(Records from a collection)

______________________________

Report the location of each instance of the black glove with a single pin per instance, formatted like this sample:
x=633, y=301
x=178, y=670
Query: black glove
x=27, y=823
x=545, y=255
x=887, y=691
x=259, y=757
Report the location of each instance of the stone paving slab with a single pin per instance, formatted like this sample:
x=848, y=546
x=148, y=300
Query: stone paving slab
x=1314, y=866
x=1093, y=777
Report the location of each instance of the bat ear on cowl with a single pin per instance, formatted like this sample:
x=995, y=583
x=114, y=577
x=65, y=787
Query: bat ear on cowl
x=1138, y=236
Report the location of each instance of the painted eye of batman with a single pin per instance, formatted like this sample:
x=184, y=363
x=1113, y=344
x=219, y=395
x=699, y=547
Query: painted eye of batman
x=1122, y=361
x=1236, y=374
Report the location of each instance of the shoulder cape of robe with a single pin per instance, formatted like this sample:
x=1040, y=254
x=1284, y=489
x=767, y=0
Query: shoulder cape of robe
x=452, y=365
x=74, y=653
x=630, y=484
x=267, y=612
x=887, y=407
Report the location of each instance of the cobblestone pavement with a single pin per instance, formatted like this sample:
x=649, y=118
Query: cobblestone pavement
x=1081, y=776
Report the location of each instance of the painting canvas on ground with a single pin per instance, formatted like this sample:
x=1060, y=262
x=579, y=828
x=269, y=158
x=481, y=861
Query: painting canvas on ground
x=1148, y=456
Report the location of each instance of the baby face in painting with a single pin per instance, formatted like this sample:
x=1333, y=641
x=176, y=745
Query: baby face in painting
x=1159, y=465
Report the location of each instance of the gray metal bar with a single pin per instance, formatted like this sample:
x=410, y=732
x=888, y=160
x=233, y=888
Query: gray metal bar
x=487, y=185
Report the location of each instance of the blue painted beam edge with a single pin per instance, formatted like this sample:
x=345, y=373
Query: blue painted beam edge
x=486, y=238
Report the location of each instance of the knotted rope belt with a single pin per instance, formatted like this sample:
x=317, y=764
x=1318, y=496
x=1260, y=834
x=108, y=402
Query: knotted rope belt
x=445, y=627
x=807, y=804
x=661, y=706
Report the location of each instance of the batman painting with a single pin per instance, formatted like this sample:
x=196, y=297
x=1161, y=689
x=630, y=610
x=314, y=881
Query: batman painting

______________________________

**TASK INSTRUCTIONS:** From the records, copy every line that has the string "location" in it.

**TASK RESULT:**
Report the location of each instance of the black glove with a single pin per instance, formatted like this sample:
Report the location of each instance of the stone paving slab with a single pin per instance, formatted like this sample:
Report the location of each instance of the bat ear on cowl with a single pin per instance, formatted like this sample:
Report the location of each instance of the painted eye of batman with a single pin per instance, formatted like this sample:
Report the location of each instance of the shoulder cape of robe with a single pin per instance, formatted like this sample:
Report the location of each instance of the cobblestone pavement with a single pin per instance, formatted like this sample:
Report the location of each instance of the painting canvas on ground with a single pin per instance, formatted like this sample:
Report the location of each instance of the baby face in painting with a single pin per instance, formatted like this sample:
Report the location of each instance of the gray metal bar with a single pin per instance, formatted like this sample:
Report the location of each instance of the blue painted beam edge with a single pin per instance, formatted like this sample:
Report the location of each instance of the knotted rope belt with a single pin per instance, formatted like this sample:
Report the location of each instance of the batman painting with a single pin per instance, formatted like this sample:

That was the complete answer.